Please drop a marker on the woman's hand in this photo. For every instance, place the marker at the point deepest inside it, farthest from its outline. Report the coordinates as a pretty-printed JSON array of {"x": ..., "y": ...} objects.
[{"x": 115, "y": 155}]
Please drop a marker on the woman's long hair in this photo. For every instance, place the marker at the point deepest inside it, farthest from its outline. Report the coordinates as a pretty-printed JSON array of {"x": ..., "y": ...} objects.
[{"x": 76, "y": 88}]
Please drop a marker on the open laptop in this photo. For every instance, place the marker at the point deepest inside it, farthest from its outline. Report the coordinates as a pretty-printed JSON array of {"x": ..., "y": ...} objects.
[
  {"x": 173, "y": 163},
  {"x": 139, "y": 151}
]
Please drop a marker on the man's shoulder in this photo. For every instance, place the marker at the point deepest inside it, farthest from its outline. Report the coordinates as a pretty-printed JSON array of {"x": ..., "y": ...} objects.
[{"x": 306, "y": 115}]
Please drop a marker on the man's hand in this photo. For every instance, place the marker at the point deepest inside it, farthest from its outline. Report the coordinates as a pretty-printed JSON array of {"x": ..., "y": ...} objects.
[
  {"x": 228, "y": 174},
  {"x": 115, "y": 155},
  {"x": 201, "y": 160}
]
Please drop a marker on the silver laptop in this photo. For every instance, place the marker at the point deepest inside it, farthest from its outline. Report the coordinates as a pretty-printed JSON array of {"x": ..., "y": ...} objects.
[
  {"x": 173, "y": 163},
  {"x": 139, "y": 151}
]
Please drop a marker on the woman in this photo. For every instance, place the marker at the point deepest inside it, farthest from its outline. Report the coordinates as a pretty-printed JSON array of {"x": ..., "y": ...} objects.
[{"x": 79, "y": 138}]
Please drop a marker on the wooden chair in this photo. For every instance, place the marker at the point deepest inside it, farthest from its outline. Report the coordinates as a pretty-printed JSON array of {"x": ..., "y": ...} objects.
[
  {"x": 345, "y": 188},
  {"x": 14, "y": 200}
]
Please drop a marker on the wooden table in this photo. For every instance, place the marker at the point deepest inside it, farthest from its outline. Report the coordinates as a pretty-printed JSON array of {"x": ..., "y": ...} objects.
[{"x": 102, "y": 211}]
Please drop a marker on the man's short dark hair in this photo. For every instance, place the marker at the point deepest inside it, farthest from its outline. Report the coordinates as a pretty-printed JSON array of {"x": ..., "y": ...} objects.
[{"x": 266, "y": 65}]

⁂

Arrange all of the rows above as a numbered list, omitting any blank lines.

1. Please drop a marker on the woman's hand in this photo. For every instance, place the marker at the point deepest inside it, farthest from its outline. Report the coordinates as a pretty-printed JSON array of {"x": ..., "y": ...} objects.
2. [{"x": 115, "y": 155}]
3. Please drop a marker on the woman's long hair in this photo. For every instance, place the marker at the point deepest inside it, farthest from its outline. Report the coordinates as a pretty-printed JSON array of {"x": ..., "y": ...} objects.
4. [{"x": 76, "y": 88}]
5. Please drop a marker on the open laptop in this photo. For every instance, place the marker at the point deepest inside it, farthest from its outline. Report the coordinates as a pretty-printed JSON array of {"x": ..., "y": ...} objects.
6. [
7.   {"x": 173, "y": 163},
8.   {"x": 139, "y": 151}
9. ]
10. Please drop a marker on the man's shoulder in this photo. For every instance, place the marker at the point deepest inside it, farthest from its outline. Report the coordinates as a pretty-printed JSON array of {"x": ..., "y": ...} objects.
11. [{"x": 306, "y": 115}]
12. Please drop a marker on the man's hand in this photo. For every instance, place the marker at the point deepest inside it, farthest from its outline. Report the coordinates as a pretty-printed JSON array of {"x": ..., "y": ...} objects.
13. [
14.   {"x": 228, "y": 174},
15.   {"x": 115, "y": 155},
16.   {"x": 201, "y": 160}
17. ]
18. Please drop a marker on the silver laptop in this photo. For every instance, place the marker at the point deepest inside it, farthest from its outline. Report the coordinates as a pretty-printed JSON array of {"x": ..., "y": ...} objects.
19. [
20.   {"x": 173, "y": 163},
21.   {"x": 139, "y": 151}
22. ]
23. Please drop a marker on the woman in this photo. For every instance, place the marker at the point deepest inside it, farthest from its outline. Report the coordinates as a pretty-printed JSON array of {"x": ..., "y": ...} objects.
24. [{"x": 79, "y": 138}]
25. Please drop a marker on the wooden chair in this photo. For every instance, place the marker at the point deepest inside it, farthest from its outline. Report the coordinates as a pretty-printed JSON array of {"x": ..., "y": ...} objects.
26. [
27.   {"x": 345, "y": 188},
28.   {"x": 14, "y": 200}
29. ]
30. Please drop a marker on the wooden table in this photo. For every instance, place the marker at the point deepest inside it, farthest from its outline. Report the coordinates as a pretty-printed JSON array of {"x": ..., "y": ...} objects.
31. [{"x": 102, "y": 211}]
32. Please drop a marker on the man's short dark hair in this photo. For every instance, place the marker at the point deepest inside it, farthest from its outline. Report the coordinates as a pretty-printed JSON array of {"x": ..., "y": ...} objects.
33. [{"x": 266, "y": 65}]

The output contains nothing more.